* _WRITTEN EXERCISE 1_: In the wheel refurb thread, why were the barrels painted metallic silver instead of being left as bare aluminum?
* _WRITTEN EXERCISE 2_: Can you rewrite the wheel refurb thread between "Decided to create" and "never been apart.", inclusive, replacing "rare" with "uncommon"?
* _WRITTEN EXERCISE 3_: Could you carry on the wheel refurb thread from the point where it stops?

* _DOCUMENT_:
---------------

# Sourthen Ways AeroSports turbo wheel rebuild/refurb



## 69clark (Jan 31, 2012)

Decided to create a build thread for the refurb of these rare Southern Ways AeroSport wheels. I am a big fan of SW Epsilon wheels, so when these popped up I had to have them. They are 15x6.5 and 15x7 and have never been apart. 

When I got them:


----------



## 69clark (Jan 31, 2012)

First order of business was to get them broke down and start stripping them with paint stripper and bead blasting. 











Next up, I decided to bead blast the barrels and paint them in a metallic silver for durability rather than leave bare aluminum.


----------



## 69clark (Jan 31, 2012)

Next I started playing with colors, new chrome hardware, and center caps the I make. These compared to one of them in original condition. 







Then we decided to to test fit the wheels on my buddy's newly acquired Audi 50. We both like so we decided to build the wheels for his car. Now the upholstery in this car is a cream color, so we decided the final paint color would be cream. Here's some mockup pics:





Prepping for paint. Decided to paint these instead of powder coat them.


----------



## 69clark (Jan 31, 2012)

Alot of time was spent sanding the lips as they were pretty pitted and corroded, but the effort was worth it. Not perfect, like new, but damn good.

---------------

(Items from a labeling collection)
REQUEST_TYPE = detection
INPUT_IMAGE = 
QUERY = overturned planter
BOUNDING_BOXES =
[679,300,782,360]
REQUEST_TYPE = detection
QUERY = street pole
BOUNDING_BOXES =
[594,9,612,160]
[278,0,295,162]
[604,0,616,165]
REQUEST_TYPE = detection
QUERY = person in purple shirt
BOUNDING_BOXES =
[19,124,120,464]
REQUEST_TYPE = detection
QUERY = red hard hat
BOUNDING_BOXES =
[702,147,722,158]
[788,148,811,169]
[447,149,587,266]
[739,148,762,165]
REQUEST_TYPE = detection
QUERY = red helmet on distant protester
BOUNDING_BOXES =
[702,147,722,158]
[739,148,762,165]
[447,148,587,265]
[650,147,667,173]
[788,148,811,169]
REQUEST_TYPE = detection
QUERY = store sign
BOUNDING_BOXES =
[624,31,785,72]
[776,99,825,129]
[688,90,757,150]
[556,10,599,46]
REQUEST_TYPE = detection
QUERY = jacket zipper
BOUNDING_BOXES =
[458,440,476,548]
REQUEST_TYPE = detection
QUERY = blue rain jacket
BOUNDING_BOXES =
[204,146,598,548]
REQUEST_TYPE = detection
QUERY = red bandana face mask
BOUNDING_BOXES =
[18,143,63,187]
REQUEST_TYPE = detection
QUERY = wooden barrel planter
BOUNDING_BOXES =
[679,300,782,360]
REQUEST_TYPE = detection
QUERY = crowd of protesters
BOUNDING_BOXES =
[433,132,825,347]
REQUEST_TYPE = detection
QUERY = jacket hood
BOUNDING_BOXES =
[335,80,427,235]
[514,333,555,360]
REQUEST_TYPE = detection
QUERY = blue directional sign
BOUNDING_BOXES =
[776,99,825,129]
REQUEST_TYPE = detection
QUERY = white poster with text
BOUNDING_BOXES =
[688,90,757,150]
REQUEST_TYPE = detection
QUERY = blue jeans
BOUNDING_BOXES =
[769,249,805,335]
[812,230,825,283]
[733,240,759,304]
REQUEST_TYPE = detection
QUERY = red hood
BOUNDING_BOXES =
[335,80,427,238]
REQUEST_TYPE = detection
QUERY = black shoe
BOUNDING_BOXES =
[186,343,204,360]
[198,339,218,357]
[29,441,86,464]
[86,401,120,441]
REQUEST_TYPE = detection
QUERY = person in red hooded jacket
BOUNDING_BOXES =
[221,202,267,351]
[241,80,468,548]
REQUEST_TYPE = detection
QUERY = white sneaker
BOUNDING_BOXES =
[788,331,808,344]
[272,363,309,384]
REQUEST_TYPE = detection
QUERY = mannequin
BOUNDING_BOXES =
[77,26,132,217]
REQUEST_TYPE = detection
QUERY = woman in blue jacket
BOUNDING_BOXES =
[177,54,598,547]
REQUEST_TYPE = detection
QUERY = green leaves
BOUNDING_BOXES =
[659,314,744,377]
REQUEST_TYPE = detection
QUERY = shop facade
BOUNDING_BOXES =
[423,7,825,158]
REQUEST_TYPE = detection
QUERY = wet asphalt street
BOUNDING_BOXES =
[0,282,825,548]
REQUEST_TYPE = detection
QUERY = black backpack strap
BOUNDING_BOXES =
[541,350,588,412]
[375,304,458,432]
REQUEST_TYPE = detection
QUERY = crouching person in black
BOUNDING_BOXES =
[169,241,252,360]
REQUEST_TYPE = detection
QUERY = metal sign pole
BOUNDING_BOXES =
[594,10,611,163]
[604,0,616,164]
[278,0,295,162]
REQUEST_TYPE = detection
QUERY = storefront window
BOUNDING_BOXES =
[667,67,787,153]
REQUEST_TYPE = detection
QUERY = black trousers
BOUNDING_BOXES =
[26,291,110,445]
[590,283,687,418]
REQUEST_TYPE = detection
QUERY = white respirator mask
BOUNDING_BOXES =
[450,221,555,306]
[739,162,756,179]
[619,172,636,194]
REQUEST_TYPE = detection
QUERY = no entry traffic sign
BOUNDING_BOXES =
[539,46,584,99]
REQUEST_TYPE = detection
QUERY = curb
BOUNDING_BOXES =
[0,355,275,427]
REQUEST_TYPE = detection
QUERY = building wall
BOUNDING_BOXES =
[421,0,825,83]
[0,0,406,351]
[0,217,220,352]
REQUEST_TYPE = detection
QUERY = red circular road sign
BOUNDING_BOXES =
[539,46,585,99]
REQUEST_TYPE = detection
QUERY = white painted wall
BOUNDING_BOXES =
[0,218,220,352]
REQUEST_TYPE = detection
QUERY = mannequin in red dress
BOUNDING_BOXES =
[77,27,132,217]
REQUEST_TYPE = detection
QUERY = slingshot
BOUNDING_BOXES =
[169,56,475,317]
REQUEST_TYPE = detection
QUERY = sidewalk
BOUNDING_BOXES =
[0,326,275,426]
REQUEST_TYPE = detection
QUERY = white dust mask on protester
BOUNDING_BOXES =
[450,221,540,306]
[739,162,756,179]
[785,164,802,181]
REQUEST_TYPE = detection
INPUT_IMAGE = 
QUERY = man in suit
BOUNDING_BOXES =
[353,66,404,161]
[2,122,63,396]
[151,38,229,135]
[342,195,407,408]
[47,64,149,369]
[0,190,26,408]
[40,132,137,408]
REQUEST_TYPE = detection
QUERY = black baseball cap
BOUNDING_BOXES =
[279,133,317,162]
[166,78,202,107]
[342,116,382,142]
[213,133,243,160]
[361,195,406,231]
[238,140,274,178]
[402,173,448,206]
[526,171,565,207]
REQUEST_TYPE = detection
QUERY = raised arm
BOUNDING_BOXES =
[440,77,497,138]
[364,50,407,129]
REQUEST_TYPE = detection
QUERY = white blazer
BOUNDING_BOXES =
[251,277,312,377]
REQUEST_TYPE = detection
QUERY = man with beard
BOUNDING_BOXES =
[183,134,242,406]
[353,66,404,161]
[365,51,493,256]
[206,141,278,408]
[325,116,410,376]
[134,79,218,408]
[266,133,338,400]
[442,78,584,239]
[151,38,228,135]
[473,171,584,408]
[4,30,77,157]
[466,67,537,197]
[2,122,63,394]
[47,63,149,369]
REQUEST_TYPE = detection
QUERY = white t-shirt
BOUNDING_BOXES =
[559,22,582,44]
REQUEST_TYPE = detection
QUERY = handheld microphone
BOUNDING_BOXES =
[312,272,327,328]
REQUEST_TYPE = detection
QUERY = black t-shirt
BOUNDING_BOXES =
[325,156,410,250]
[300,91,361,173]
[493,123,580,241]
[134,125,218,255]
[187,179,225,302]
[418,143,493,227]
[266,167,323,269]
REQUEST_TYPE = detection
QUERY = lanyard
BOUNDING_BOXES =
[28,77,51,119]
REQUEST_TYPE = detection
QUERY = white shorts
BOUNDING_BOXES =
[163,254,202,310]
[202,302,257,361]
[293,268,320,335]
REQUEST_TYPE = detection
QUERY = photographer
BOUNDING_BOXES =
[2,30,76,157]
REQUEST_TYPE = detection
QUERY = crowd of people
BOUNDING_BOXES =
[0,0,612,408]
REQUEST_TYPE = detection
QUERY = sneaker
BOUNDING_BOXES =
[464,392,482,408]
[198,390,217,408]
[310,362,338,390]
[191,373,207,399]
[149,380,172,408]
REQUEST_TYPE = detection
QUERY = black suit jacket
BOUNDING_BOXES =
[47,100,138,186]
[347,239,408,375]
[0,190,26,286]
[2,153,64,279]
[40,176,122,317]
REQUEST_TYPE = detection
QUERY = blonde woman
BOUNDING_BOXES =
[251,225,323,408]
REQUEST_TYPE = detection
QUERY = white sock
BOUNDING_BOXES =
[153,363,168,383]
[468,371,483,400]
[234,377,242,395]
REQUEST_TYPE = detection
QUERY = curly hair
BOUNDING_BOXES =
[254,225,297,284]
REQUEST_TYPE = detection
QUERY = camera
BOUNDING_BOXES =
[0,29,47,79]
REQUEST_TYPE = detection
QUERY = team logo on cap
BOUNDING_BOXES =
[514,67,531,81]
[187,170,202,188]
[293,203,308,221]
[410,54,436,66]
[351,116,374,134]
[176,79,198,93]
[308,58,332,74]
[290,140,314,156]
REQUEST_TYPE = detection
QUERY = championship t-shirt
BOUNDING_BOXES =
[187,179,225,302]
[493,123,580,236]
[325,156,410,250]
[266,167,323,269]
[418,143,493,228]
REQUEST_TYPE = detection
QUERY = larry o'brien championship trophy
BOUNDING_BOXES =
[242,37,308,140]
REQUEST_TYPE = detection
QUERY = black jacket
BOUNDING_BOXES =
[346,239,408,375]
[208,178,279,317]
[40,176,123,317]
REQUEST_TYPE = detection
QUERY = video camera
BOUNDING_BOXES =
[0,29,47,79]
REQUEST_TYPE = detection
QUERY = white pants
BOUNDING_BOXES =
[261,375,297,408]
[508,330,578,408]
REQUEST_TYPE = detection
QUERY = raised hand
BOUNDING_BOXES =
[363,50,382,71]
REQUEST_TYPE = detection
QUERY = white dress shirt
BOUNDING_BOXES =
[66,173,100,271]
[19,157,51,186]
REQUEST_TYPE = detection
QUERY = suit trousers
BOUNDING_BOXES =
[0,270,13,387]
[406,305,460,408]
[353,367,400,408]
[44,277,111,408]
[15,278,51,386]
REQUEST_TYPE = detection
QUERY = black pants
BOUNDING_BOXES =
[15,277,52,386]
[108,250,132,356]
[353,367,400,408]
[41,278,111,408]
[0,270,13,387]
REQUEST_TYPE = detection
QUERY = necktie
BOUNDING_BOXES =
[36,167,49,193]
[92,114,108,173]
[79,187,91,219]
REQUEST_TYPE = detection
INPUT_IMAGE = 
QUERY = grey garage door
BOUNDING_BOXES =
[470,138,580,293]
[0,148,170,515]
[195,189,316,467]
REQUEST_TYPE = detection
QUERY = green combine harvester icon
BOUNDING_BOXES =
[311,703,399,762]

---------------

* _REPLY 1_: The poster chose to paint the bead-blasted barrels metallic silver for durability rather than leave them as bare aluminum.

* _REPLY 2_:
Decided to create a build thread for the refurb of these uncommon Southern Ways AeroSport wheels. I am a big fan of SW Epsilon wheels, so when these popped up I had to have them. They are 15x6.5 and 15x7 and have never been apart.

* _REPLY 3_:
Next up was figuring out what caps to go with. I make replica Epsilon caps as you have seen in the pics so far. But they just didn't seem right. We needed something else, maybe chrome with custom center cap decals. I also make custom domed center cap decals so I design a custom design and did the decals black and chrome. 





These are the caps we decided on:


Playing with other decals, but being these aren't Epsilons, we decided against the E's and to go with the Southern Ways design decal.


----------



## 69clark (Jan 31, 2012)

Now that all the pieces were done, time to assemble.


Sealed:





And now the beauty shots:















More pics to come once they go on the Audi 50.


----------



## DUTCHswift (Feb 22, 2012)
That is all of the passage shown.